**Text block**
++++++++
LISA—or something like it—has been on the drawing boards since the 1980s. The current LISA observatory was proposed about a decade later and scientists flew a “pathfinder mission” to test out its principal design. Now, it’s going to be a full-fledged set of three spacecraft set to launch in 2035 and should revolutionize gravitational wave studies.

This graphic shows how LISA will work. Courtesy ESA.
This graphic shows how LISA will work. Courtesy ESA.

The spacecraft constellation will maneuver into three separate positions in an Earth-like heliocentric orbit. Essentially, they’ll form a triangle, joined together by laser beams that will each shoot across 2.5 million kilometers of space. Those beams will be the prime gravitational wave detectors. When a wave passes by, it will change the length of each laser “arm”. Sophisticated instruments onboard will record the changes and send that data back to Earth for analysis. The differential changes in the length of each arm will tell scientists crucial information about the objects that collided to create the waves. If all goes well, LISA will become the first space-based observatory dedicated solely to these ripples in the fabric of spacetime.
++++++++
Photo object pointing records:
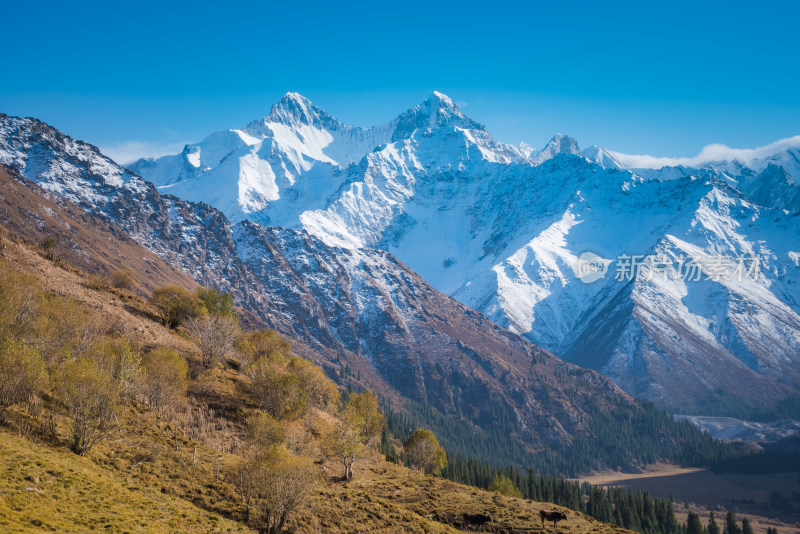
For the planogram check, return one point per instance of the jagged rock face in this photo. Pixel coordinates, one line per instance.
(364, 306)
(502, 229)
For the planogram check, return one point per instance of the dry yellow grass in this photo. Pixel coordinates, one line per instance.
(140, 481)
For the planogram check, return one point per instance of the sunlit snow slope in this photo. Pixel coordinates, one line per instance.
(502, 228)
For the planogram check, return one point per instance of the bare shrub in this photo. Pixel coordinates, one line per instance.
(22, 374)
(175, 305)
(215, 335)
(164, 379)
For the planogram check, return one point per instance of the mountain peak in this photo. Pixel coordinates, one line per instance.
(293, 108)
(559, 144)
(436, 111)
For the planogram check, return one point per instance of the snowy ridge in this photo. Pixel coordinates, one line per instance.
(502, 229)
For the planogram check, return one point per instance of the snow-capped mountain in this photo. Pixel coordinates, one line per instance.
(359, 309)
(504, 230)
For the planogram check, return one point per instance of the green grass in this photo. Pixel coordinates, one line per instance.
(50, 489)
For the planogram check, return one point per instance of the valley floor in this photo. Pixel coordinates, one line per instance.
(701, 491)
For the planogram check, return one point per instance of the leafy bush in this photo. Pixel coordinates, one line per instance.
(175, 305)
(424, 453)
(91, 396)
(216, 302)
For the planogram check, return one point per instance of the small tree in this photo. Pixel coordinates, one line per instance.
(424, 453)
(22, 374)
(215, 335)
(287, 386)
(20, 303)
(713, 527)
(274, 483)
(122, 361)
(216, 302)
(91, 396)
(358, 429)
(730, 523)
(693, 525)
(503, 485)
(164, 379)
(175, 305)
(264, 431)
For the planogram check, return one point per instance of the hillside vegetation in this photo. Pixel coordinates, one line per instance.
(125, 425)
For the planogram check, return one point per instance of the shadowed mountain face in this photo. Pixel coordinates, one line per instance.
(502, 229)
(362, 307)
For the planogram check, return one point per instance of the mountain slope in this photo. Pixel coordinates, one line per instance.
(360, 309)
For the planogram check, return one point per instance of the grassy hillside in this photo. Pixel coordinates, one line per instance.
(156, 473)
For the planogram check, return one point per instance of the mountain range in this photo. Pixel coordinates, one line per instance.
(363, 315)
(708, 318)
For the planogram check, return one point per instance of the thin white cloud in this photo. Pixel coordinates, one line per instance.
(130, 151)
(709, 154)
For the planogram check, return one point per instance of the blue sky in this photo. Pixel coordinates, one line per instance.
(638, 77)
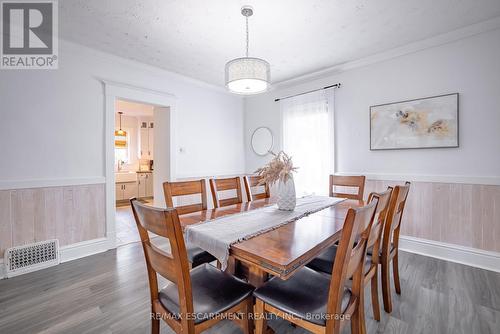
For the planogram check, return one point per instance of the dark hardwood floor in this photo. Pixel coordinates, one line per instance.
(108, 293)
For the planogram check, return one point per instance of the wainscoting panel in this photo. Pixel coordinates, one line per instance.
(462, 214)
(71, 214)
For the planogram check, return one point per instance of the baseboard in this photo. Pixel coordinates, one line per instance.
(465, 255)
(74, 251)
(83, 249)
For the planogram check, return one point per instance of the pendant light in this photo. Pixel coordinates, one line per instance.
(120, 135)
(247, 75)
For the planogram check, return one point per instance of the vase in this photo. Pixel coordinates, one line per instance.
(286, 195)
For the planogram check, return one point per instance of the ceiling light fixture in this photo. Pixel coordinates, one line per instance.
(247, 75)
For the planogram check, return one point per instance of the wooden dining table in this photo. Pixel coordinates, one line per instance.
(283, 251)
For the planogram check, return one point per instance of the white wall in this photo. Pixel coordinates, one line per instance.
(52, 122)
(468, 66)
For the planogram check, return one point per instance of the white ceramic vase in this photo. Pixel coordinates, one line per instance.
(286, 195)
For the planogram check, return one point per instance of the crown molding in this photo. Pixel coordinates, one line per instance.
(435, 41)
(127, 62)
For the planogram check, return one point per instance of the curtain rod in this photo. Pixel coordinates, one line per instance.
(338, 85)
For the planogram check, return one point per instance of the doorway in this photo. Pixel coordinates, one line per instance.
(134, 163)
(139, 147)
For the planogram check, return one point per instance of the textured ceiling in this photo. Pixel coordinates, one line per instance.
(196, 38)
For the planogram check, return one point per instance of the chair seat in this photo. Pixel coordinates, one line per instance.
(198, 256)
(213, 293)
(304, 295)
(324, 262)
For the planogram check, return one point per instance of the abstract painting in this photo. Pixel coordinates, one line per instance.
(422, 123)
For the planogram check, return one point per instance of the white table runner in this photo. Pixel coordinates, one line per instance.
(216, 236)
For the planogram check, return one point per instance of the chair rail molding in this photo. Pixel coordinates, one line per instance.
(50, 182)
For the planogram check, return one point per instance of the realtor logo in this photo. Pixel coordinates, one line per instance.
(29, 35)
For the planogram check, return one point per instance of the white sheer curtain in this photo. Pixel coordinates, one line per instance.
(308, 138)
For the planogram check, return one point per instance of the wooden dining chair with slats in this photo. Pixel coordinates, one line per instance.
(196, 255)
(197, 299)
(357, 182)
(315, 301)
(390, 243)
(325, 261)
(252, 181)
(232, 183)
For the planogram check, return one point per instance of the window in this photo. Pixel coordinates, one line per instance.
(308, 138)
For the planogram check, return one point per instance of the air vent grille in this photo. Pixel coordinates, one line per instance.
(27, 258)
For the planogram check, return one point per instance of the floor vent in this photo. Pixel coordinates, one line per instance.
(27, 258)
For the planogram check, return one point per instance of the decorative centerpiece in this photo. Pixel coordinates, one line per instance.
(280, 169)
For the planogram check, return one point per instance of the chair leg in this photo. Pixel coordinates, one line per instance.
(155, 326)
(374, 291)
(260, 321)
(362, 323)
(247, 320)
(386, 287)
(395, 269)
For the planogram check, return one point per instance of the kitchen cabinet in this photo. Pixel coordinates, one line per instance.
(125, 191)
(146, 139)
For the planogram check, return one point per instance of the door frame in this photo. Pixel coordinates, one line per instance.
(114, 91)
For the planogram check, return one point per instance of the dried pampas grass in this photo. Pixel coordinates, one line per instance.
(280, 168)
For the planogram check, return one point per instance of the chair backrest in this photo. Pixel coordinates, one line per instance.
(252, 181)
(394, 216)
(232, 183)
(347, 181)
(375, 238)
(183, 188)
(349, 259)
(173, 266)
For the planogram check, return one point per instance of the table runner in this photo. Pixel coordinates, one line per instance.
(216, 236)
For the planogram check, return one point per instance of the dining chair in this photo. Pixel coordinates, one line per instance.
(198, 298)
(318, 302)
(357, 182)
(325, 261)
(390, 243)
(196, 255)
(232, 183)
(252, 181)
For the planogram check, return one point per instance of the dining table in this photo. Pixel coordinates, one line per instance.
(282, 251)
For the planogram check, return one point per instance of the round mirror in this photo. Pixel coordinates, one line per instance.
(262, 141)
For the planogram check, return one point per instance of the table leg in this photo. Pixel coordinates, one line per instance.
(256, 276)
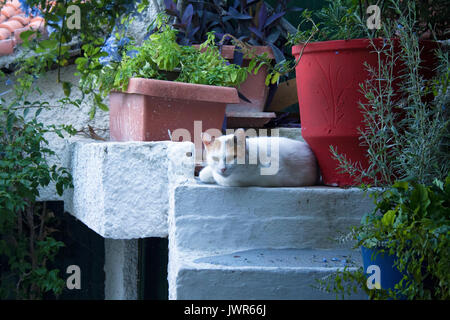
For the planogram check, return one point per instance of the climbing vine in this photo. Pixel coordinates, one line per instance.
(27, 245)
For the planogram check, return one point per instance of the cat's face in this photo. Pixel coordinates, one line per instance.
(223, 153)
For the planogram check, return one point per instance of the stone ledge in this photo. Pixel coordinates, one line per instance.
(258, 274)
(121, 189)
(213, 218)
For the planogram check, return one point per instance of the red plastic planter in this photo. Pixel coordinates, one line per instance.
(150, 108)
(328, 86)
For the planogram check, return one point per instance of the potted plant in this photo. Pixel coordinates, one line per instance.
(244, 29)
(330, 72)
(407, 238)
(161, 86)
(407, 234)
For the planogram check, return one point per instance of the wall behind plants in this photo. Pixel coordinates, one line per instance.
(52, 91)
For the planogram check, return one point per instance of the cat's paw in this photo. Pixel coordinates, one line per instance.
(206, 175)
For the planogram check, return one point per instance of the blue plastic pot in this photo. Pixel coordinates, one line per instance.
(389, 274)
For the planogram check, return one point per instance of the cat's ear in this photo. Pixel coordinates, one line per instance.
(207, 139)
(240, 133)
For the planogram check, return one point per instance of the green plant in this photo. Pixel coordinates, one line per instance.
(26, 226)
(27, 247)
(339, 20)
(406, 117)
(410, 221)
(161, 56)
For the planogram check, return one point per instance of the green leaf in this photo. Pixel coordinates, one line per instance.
++++++++
**Exercises to complete**
**a)** Answer these questions using the passage on the LISA observatory:
(i) In what year is the set of three spacecraft scheduled to launch?
(ii) Across what distance of space will each laser beam shoot?
(iii) Into what kind of orbit will the spacecraft constellation maneuver?
**b)** Pick up the passage on the LISA observatory after its final sentence and continue it.

**Per-task answers**
**a)**
(i) 2035
(ii) 2.5 million kilometers
(iii) An Earth-like heliocentric orbit

**b)**
The Next Steps

The decision to forge ahead with LISA is a formal step called “adoption”. It basically says that the technology for the mission and the concept and timeline are good to go. That allows the agency to go ahead with building the spacecraft and its instrumentation. From this point, the agency is now free to solicit and select contractors for fabrication. The design and assembly process could begin as early as January 2025.

LISA’s development won’t be easy, according to lead project scientist Nora Lützgendorf. “LISA is an endeavor that has never been tried before,” she said. “Using laser beams over distances of several kilometers, ground-based instrumentation can detect gravitational waves coming from events involving star-sized objects – such as supernova explosions or merging of hyper-dense stars and stellar-mass black holes. To expand the frontier of gravitational studies we must go to space. Thanks to the huge distance traveled by the laser signals on LISA, and the superb stability of its instrumentation, we will probe gravitational waves of lower frequencies than is possible on Earth, uncovering events of a different scale, all the way back to the dawn of time.”

Protecting LISA from Outside Influences in Space

Of course, space presents unique challenges to the spacecraft’s mission. In that regard, LISA faces some similar types of issues that LIGO and others meet on the ground. For example, the ground rumbles from heavy trucks driving by disturb the LIGO instruments. That means its scientists have to filter out any non-gravitational-wave disturbances.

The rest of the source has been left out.